--- GIVEN EXERCISE ---
Copy the records from their start through the line containing "[92,85,105,112]", both ends included, and leave out the pictures.

--- DATA FOR THE TASK ---
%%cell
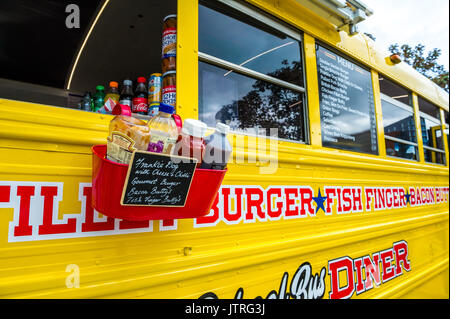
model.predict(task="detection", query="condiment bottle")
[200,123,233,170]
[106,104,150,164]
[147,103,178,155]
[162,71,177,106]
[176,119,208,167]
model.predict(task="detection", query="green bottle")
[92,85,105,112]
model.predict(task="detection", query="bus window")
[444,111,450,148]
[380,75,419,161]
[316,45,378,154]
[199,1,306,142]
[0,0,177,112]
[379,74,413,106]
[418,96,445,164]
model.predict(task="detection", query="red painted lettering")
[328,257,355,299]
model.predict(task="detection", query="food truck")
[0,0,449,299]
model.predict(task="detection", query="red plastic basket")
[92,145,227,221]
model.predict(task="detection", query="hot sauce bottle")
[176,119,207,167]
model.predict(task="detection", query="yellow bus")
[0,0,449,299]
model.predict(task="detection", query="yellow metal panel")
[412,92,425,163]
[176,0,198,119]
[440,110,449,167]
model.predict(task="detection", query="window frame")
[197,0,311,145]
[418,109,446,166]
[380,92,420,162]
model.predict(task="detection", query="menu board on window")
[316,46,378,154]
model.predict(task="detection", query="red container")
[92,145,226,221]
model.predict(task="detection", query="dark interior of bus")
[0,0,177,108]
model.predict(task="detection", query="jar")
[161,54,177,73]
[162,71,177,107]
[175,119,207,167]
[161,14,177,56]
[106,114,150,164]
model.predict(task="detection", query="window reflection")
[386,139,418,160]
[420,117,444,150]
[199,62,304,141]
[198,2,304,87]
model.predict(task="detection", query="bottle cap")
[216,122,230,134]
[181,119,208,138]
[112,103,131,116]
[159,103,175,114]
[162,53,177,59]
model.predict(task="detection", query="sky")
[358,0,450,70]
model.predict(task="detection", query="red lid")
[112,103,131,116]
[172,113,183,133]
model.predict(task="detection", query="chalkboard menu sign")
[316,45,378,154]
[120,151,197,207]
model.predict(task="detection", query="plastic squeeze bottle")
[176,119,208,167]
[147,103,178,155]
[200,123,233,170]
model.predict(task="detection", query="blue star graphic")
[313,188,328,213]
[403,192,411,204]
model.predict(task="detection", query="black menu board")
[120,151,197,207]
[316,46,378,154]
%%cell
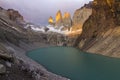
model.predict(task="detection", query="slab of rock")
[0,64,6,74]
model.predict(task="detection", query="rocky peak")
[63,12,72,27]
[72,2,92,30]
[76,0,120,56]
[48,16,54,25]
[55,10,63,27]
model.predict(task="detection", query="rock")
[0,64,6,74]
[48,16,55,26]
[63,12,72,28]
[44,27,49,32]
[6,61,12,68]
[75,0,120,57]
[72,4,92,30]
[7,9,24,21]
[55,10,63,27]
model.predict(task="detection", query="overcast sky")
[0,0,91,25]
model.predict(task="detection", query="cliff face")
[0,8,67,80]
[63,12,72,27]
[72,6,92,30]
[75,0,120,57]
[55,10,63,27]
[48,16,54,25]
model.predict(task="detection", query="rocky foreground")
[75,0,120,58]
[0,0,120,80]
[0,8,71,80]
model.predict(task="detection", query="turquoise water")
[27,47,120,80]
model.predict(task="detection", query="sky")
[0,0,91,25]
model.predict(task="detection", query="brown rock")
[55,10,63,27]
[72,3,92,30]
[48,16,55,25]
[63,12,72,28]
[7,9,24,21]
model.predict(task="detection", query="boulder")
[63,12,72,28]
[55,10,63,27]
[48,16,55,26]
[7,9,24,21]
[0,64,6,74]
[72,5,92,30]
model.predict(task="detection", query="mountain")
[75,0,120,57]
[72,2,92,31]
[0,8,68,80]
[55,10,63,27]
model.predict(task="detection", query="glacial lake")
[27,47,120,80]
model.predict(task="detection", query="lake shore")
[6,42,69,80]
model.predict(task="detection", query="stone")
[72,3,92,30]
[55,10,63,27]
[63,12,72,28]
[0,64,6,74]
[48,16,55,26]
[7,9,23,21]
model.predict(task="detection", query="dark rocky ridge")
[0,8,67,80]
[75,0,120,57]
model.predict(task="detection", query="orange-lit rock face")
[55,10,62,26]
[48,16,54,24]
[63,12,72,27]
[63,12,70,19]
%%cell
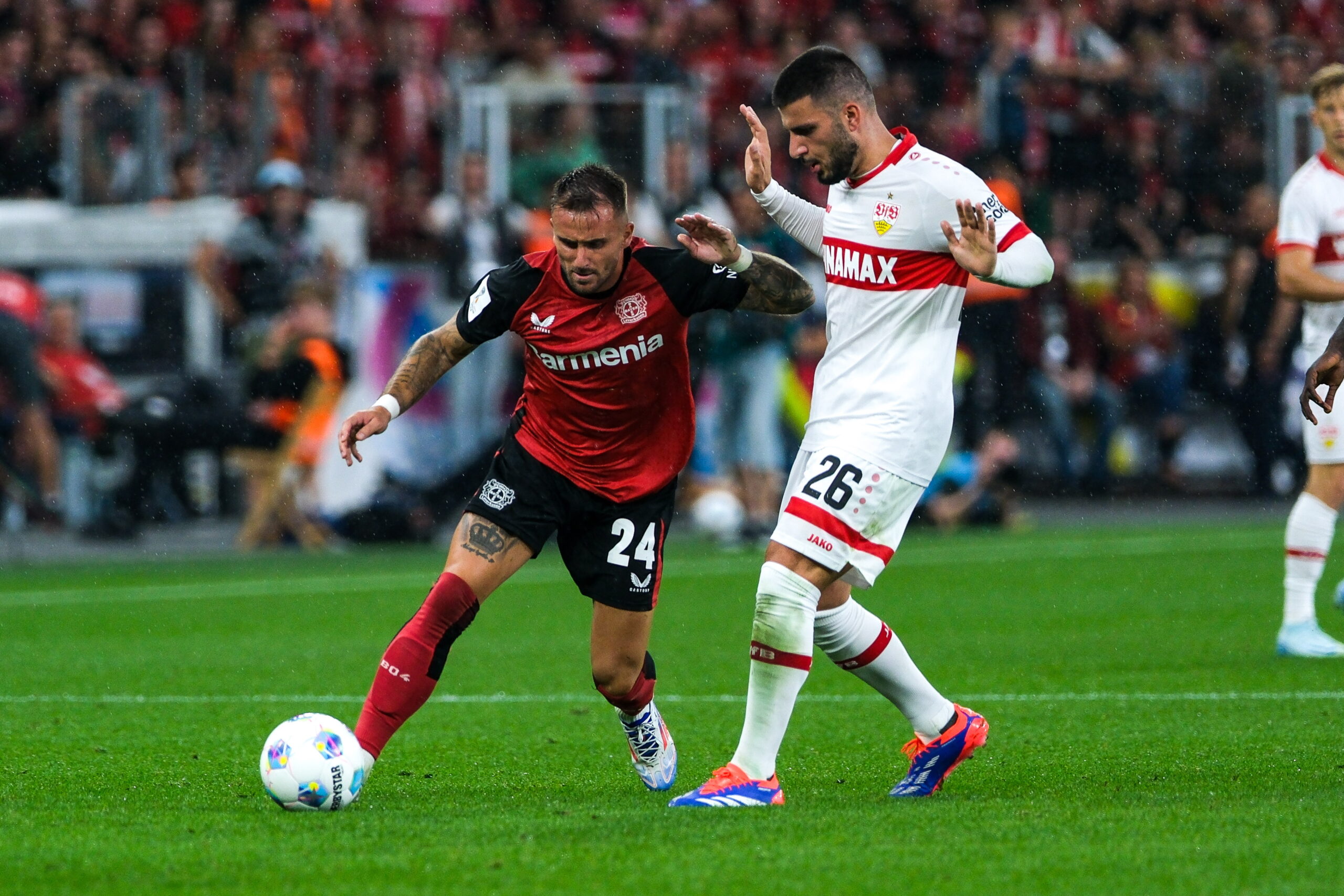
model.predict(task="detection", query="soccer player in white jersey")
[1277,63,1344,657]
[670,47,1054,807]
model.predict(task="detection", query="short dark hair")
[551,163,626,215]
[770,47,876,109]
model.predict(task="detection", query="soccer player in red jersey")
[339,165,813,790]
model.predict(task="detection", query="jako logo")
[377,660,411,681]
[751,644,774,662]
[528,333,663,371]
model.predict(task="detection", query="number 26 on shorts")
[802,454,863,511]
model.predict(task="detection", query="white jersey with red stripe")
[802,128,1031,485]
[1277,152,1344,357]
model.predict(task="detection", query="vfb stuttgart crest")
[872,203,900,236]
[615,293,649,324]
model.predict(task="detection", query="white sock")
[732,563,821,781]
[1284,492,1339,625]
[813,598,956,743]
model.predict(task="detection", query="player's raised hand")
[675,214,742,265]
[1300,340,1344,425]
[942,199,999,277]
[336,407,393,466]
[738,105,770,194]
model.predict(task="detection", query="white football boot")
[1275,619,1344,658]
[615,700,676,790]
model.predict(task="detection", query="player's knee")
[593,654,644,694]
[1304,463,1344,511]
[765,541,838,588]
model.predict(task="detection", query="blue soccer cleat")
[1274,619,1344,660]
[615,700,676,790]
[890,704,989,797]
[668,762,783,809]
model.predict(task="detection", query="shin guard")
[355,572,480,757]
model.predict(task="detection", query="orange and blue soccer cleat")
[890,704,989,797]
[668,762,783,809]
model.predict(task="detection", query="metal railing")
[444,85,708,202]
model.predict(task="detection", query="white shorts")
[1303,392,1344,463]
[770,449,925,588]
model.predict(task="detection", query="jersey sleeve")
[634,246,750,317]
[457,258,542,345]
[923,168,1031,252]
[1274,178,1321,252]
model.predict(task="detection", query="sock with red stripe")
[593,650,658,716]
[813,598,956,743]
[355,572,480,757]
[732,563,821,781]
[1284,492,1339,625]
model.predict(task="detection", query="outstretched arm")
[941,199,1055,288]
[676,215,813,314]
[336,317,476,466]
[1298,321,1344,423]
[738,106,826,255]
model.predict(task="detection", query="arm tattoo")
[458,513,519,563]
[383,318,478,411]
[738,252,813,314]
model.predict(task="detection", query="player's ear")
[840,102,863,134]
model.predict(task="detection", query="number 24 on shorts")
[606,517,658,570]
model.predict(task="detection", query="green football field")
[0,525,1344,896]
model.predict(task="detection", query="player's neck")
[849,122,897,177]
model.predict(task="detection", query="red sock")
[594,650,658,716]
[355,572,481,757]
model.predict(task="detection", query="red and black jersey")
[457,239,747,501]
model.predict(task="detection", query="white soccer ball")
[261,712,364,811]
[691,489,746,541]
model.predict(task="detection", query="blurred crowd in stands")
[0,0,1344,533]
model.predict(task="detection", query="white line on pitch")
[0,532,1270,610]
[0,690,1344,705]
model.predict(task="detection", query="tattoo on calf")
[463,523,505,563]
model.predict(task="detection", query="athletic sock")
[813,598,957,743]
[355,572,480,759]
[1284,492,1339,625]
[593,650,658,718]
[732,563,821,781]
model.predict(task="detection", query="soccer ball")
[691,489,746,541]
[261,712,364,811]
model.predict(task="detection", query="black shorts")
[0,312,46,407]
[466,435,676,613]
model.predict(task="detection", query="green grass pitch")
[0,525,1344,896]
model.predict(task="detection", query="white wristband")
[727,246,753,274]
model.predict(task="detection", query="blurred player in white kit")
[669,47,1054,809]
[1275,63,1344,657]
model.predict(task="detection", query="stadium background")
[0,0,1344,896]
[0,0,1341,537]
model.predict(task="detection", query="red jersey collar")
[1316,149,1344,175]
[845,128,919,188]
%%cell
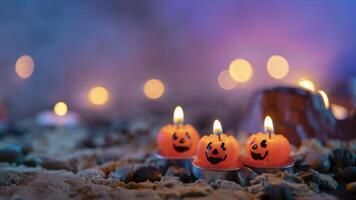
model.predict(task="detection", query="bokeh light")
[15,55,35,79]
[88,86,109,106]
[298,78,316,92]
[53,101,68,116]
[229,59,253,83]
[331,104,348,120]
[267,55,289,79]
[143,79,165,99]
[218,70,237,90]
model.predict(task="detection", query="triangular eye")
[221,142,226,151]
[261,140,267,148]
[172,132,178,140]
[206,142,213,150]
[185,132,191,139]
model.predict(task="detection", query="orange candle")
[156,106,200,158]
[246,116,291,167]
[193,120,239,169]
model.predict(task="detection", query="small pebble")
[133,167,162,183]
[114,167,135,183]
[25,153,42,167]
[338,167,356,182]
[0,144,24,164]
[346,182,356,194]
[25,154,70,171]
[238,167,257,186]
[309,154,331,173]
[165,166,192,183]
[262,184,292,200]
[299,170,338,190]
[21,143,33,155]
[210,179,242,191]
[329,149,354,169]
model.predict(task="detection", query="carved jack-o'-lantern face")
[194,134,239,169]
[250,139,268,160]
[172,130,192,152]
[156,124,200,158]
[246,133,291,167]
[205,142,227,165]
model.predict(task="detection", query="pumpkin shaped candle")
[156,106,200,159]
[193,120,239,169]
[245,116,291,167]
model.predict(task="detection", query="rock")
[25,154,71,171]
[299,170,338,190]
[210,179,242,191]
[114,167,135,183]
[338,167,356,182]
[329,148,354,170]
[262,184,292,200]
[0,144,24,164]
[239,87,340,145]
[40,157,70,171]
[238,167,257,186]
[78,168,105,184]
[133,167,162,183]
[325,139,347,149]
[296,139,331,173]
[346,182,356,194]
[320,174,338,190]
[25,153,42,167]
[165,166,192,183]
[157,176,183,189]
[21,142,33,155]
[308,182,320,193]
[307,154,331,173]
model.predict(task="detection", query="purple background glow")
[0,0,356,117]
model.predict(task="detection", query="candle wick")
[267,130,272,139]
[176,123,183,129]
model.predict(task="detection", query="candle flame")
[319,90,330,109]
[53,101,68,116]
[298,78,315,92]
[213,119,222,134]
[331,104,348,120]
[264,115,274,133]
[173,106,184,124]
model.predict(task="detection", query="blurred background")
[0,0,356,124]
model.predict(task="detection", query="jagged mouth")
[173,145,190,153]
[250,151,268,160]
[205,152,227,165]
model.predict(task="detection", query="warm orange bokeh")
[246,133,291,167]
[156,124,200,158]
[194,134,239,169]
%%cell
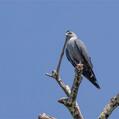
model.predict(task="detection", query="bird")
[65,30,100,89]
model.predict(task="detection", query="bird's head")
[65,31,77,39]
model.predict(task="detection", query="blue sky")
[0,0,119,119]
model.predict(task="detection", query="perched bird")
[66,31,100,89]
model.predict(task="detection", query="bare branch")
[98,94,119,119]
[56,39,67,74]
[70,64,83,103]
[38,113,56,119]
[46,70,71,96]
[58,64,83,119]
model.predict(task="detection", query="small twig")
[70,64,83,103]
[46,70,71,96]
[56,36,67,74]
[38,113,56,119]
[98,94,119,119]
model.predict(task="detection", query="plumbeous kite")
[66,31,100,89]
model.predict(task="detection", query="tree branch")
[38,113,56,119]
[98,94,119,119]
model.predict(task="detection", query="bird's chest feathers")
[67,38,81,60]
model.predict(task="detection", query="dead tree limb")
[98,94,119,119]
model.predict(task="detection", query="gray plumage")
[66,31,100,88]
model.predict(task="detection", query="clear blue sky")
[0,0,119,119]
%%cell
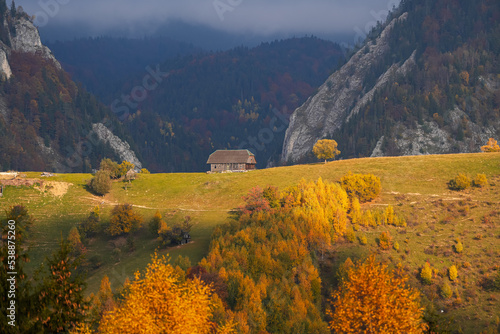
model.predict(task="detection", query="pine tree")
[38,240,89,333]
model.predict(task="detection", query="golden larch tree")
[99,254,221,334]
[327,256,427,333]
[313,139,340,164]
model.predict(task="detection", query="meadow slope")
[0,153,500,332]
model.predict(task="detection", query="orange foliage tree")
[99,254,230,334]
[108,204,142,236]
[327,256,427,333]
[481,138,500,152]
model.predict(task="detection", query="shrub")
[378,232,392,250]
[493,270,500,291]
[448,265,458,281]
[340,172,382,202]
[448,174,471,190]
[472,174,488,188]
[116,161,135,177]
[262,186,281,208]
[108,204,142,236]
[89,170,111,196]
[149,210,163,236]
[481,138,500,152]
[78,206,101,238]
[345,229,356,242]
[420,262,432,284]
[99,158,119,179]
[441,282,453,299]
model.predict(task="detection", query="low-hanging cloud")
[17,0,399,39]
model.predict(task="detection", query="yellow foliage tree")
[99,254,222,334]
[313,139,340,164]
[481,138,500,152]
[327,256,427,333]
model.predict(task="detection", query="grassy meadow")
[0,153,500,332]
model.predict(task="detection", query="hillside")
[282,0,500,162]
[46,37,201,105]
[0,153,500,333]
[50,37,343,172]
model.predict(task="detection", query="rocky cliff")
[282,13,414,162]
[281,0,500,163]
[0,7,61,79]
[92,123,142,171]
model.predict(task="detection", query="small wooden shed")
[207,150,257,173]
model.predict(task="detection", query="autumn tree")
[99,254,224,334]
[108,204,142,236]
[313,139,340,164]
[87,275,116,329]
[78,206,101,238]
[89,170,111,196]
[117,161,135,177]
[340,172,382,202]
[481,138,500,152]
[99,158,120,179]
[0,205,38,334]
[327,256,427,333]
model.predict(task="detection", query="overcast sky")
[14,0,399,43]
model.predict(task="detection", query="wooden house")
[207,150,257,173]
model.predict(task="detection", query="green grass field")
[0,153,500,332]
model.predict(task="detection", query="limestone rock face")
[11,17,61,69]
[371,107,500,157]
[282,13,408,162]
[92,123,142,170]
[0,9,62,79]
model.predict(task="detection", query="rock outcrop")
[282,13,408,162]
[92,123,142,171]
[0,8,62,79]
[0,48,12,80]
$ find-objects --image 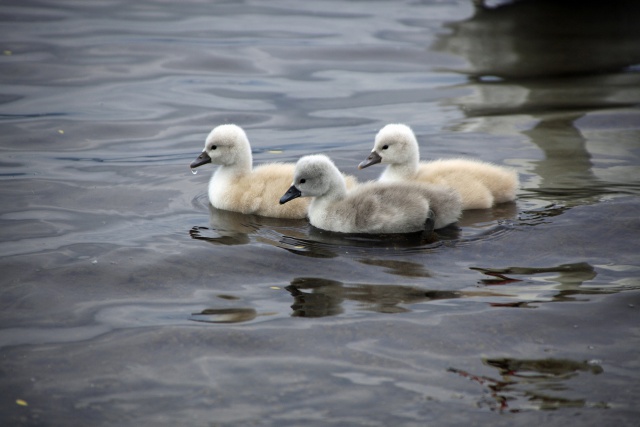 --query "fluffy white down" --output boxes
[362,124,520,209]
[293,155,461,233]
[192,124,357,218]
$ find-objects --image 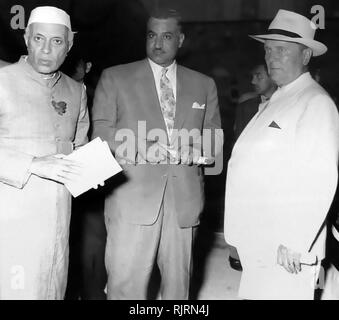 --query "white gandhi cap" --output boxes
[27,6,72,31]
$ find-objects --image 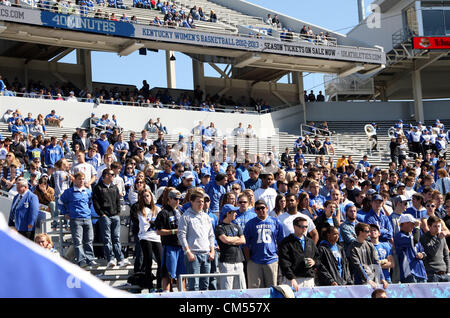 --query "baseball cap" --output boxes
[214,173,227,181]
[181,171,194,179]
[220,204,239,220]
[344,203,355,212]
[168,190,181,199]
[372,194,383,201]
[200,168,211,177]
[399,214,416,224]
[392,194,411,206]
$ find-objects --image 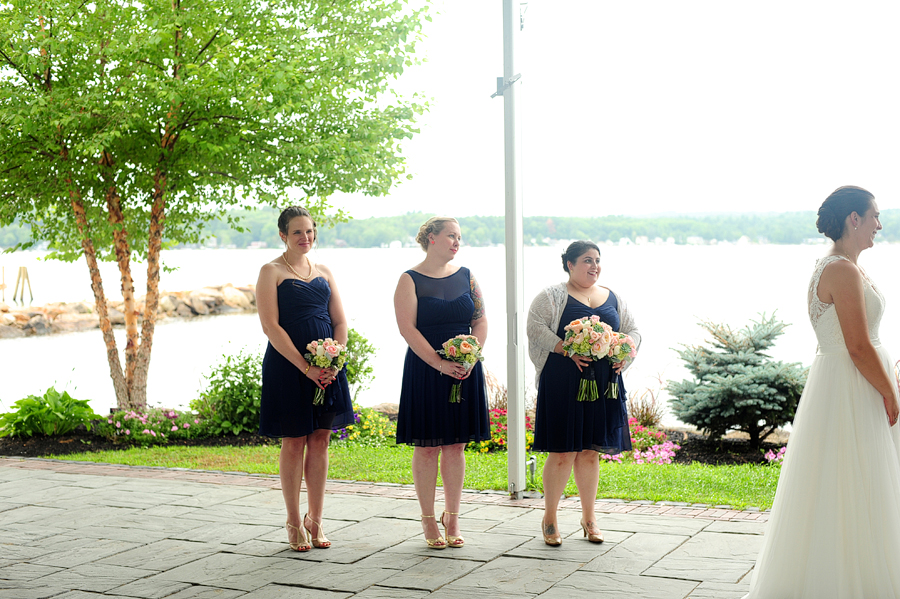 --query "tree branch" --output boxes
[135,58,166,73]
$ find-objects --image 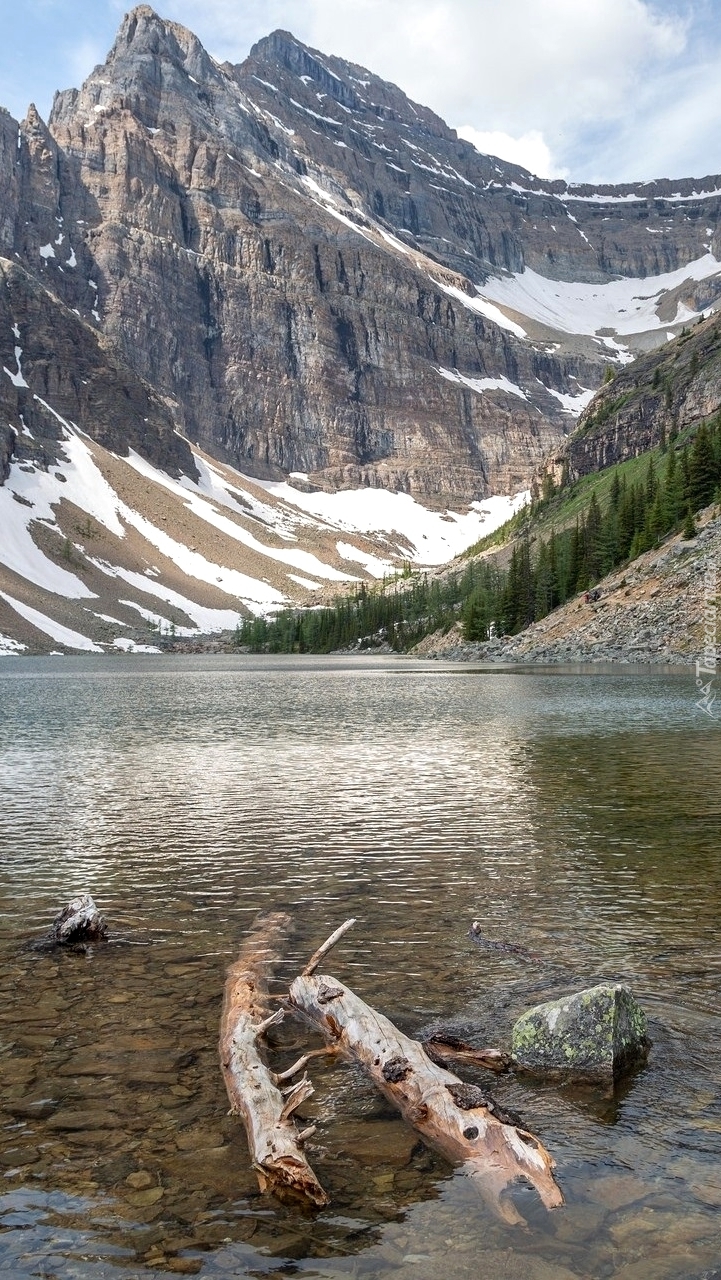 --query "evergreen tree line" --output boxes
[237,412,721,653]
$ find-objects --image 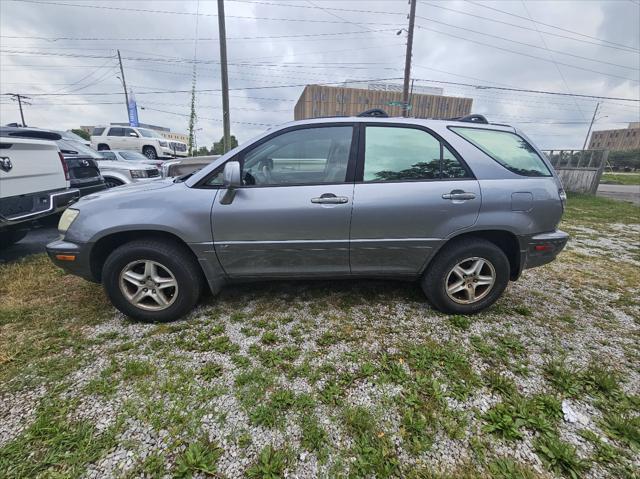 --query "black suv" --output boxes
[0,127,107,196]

--- FINAL RESULT ---
%%cell
model.predict(task="detection", query="condiment bottle")
[200,123,233,170]
[106,104,150,164]
[147,103,178,155]
[162,71,177,106]
[176,119,208,167]
model.predict(task="detection", query="green bottle")
[92,85,105,112]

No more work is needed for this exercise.